Locate the string "white" in the listing below. Copy every line where it is found.

*** Entries provided ***

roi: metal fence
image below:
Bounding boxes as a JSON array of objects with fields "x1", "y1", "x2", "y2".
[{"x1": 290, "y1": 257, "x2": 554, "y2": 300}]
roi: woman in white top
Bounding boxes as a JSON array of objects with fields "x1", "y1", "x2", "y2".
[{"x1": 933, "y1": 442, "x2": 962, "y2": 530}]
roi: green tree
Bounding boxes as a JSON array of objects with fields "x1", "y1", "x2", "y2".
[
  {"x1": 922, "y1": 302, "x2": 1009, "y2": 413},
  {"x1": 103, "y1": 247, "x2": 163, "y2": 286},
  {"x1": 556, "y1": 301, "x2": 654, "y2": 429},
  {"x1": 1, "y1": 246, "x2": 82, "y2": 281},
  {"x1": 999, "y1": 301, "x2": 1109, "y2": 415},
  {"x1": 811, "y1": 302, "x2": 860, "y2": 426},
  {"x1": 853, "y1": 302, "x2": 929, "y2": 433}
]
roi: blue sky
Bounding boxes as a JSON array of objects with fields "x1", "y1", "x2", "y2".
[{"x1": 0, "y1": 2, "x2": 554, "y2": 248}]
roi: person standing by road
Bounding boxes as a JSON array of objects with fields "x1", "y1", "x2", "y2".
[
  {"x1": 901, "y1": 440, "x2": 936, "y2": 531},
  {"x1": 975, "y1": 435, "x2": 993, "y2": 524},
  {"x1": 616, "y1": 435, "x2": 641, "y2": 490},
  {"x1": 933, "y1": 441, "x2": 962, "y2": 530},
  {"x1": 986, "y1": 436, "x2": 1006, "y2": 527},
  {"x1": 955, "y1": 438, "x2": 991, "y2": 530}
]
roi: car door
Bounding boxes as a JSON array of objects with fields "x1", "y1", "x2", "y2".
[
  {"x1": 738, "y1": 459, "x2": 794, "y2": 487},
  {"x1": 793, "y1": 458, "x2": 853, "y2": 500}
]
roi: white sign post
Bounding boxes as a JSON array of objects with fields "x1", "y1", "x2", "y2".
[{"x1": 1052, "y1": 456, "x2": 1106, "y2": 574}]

*** End of Entries provided ***

Written response ▸
roi: woman in white top
roi: white sign post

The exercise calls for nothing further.